What needs to be done: Every line below that carries the word "dyed" needs to be copied.

Collected data:

____________________

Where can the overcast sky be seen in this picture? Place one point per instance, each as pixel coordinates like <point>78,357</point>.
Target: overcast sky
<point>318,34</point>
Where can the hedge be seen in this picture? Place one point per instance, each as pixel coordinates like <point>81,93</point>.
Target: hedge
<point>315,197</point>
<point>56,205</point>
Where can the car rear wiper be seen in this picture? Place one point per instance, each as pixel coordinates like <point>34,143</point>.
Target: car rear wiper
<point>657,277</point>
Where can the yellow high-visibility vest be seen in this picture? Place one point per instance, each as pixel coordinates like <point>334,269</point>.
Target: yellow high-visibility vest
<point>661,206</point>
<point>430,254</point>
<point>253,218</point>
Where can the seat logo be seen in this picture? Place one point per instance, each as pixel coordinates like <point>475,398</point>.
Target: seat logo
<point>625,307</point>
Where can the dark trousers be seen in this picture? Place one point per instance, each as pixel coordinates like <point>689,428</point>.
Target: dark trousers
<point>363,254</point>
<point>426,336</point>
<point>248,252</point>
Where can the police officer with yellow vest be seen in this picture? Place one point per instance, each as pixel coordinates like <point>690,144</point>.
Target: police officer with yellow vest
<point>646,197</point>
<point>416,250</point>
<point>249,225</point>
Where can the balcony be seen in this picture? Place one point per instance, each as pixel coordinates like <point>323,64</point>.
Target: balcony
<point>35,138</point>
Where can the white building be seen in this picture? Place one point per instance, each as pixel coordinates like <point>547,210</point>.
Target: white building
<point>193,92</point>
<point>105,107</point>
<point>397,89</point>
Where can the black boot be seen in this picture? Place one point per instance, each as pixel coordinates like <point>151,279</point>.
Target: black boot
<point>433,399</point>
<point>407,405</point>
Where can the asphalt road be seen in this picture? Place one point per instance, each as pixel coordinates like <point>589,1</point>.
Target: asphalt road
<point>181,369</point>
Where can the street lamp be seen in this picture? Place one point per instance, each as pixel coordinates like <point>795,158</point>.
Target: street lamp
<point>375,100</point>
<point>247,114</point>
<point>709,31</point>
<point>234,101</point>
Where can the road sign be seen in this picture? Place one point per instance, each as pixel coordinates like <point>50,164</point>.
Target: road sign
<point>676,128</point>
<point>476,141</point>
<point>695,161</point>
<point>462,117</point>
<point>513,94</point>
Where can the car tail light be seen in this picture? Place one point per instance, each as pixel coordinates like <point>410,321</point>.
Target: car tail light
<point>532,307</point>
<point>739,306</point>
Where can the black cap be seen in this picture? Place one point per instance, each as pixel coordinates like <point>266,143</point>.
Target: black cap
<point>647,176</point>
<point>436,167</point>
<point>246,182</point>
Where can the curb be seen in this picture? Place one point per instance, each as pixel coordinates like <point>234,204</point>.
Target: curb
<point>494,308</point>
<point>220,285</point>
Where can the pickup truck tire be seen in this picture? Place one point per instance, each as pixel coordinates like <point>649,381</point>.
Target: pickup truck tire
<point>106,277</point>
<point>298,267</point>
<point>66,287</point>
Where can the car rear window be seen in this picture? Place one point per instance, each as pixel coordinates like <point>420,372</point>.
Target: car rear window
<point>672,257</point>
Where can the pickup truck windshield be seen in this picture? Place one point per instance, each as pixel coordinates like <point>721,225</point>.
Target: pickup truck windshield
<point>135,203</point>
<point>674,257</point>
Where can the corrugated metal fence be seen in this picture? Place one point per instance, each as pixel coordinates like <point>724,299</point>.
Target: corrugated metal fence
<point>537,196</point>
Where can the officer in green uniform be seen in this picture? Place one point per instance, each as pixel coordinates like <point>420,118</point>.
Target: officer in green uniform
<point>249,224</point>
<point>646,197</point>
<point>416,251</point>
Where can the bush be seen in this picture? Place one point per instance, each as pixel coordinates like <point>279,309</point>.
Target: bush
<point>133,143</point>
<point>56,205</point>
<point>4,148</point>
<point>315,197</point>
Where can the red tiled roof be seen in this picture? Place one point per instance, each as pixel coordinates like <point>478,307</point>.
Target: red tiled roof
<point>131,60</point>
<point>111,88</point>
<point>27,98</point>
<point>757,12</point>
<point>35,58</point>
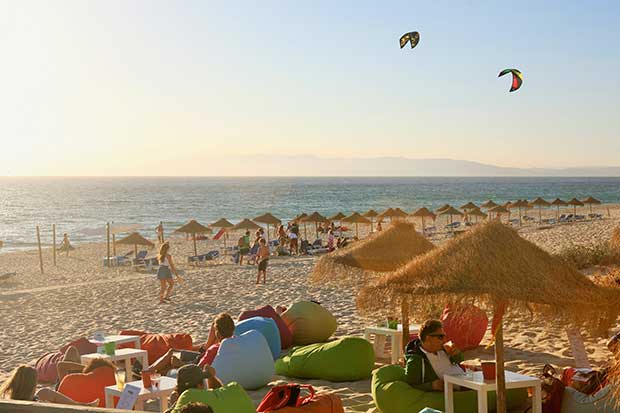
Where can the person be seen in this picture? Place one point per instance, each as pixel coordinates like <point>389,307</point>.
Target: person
<point>263,260</point>
<point>428,359</point>
<point>22,385</point>
<point>223,327</point>
<point>164,272</point>
<point>160,232</point>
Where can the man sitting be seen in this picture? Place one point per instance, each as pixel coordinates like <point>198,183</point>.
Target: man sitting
<point>428,359</point>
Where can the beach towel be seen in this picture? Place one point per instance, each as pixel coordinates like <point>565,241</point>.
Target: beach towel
<point>309,323</point>
<point>86,387</point>
<point>286,337</point>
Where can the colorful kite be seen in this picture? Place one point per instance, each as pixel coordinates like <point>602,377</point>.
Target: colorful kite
<point>411,37</point>
<point>517,78</point>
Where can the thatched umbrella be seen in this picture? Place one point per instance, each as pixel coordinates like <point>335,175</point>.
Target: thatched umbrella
<point>385,251</point>
<point>539,202</point>
<point>496,266</point>
<point>135,239</point>
<point>423,213</point>
<point>194,227</point>
<point>356,218</point>
<point>575,203</point>
<point>371,214</point>
<point>591,201</point>
<point>268,219</point>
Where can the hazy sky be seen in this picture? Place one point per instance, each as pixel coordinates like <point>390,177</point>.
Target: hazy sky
<point>178,87</point>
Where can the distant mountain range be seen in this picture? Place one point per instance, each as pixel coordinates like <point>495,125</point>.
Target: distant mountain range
<point>269,165</point>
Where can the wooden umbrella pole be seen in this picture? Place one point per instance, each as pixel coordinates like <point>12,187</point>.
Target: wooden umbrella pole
<point>499,366</point>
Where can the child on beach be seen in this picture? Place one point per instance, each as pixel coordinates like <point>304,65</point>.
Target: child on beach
<point>263,259</point>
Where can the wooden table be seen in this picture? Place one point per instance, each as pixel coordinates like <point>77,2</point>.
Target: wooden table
<point>123,354</point>
<point>477,382</point>
<point>166,387</point>
<point>381,333</point>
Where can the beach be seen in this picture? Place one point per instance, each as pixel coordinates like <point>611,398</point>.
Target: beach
<point>42,312</point>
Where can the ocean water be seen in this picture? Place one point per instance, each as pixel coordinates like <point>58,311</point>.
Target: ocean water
<point>82,206</point>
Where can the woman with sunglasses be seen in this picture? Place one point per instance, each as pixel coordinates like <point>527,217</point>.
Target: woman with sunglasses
<point>428,358</point>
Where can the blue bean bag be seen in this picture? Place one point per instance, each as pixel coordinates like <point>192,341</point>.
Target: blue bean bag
<point>267,327</point>
<point>245,359</point>
<point>392,394</point>
<point>345,359</point>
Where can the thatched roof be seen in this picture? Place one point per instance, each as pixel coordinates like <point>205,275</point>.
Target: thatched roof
<point>382,251</point>
<point>267,219</point>
<point>222,223</point>
<point>135,239</point>
<point>246,224</point>
<point>490,263</point>
<point>356,218</point>
<point>194,227</point>
<point>337,217</point>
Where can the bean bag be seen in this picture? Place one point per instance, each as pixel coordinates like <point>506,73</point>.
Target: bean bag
<point>465,325</point>
<point>87,387</point>
<point>267,327</point>
<point>322,403</point>
<point>392,394</point>
<point>309,323</point>
<point>158,344</point>
<point>245,359</point>
<point>345,359</point>
<point>228,399</point>
<point>286,338</point>
<point>46,367</point>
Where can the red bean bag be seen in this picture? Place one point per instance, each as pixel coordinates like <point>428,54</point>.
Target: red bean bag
<point>465,325</point>
<point>86,387</point>
<point>158,344</point>
<point>286,337</point>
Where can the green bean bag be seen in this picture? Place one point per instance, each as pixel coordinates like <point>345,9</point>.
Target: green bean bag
<point>392,394</point>
<point>228,399</point>
<point>345,359</point>
<point>309,323</point>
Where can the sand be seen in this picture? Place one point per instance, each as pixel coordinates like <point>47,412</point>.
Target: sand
<point>41,312</point>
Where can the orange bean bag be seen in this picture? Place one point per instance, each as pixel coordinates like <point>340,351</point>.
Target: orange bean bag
<point>322,403</point>
<point>86,387</point>
<point>465,325</point>
<point>158,344</point>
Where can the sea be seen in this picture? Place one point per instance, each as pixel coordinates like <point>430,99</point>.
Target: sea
<point>81,207</point>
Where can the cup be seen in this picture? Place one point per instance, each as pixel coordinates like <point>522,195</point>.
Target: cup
<point>146,379</point>
<point>488,370</point>
<point>109,348</point>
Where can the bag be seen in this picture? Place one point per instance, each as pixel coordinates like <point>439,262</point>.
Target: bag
<point>285,395</point>
<point>552,390</point>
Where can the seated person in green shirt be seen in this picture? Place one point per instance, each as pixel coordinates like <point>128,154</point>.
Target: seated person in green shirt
<point>429,358</point>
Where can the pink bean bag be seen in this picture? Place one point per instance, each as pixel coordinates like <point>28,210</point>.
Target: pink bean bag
<point>465,325</point>
<point>286,337</point>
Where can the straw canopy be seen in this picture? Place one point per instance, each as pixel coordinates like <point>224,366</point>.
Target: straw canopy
<point>385,251</point>
<point>493,263</point>
<point>268,219</point>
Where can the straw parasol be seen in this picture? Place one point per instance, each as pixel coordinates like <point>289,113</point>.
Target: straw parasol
<point>497,267</point>
<point>194,227</point>
<point>591,201</point>
<point>575,203</point>
<point>356,218</point>
<point>268,219</point>
<point>423,213</point>
<point>135,239</point>
<point>539,202</point>
<point>371,214</point>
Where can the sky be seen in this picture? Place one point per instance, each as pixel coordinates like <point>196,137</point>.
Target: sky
<point>119,87</point>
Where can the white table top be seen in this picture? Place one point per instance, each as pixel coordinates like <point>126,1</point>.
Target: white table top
<point>477,382</point>
<point>166,386</point>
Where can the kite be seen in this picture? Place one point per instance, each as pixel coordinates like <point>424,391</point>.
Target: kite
<point>517,78</point>
<point>411,37</point>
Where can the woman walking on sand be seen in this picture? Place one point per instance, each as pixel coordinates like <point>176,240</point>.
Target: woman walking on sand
<point>164,273</point>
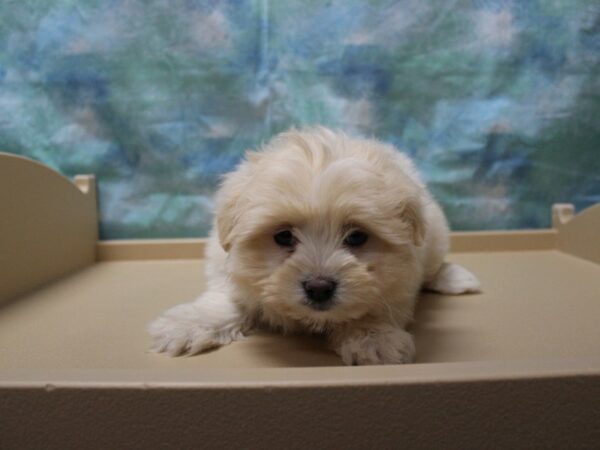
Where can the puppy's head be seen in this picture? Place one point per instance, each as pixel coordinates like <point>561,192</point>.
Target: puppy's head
<point>320,227</point>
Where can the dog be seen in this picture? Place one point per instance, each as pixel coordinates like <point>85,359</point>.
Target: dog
<point>323,233</point>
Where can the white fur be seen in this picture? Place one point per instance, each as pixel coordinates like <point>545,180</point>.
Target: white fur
<point>319,184</point>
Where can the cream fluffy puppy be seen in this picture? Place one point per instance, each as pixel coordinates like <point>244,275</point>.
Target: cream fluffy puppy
<point>323,233</point>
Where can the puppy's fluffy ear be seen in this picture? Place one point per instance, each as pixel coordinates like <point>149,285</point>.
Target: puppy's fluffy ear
<point>228,208</point>
<point>411,213</point>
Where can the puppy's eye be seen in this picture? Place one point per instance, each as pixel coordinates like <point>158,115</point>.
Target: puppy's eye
<point>356,238</point>
<point>285,238</point>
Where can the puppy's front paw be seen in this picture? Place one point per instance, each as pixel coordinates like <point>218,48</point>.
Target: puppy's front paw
<point>454,279</point>
<point>183,331</point>
<point>380,345</point>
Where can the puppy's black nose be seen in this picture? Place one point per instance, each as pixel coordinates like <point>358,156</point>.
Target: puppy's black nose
<point>319,289</point>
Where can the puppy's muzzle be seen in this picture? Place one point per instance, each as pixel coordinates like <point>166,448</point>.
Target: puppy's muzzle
<point>320,291</point>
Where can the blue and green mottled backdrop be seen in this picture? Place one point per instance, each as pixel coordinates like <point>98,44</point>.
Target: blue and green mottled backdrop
<point>498,101</point>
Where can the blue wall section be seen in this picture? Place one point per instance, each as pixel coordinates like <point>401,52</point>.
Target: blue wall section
<point>497,101</point>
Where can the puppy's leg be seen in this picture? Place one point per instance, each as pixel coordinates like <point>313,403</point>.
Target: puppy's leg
<point>373,343</point>
<point>453,279</point>
<point>211,321</point>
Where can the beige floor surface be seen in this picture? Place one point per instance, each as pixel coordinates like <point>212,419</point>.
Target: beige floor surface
<point>536,305</point>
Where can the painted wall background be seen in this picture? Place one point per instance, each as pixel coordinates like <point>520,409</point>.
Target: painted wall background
<point>497,101</point>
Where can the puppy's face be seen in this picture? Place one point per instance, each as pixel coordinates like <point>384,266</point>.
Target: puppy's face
<point>319,241</point>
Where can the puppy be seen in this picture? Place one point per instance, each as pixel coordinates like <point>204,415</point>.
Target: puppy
<point>322,233</point>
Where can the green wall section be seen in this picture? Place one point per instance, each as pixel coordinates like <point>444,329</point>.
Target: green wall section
<point>497,101</point>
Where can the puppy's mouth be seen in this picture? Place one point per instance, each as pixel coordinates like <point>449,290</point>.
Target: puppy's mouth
<point>320,306</point>
<point>319,292</point>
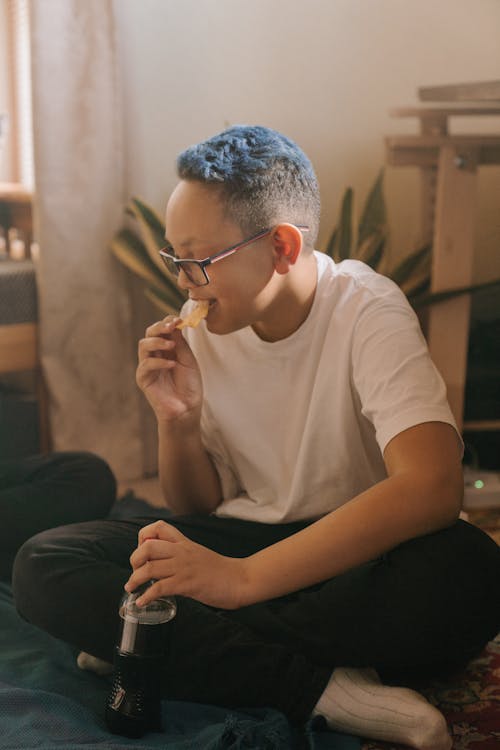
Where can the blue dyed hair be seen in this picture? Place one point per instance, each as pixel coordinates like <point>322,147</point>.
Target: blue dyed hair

____________________

Reply:
Where can the blue dyed hair be seen in this picture? Place one point per instance, each as pixel coordinates like <point>322,147</point>.
Target: blue dyed hair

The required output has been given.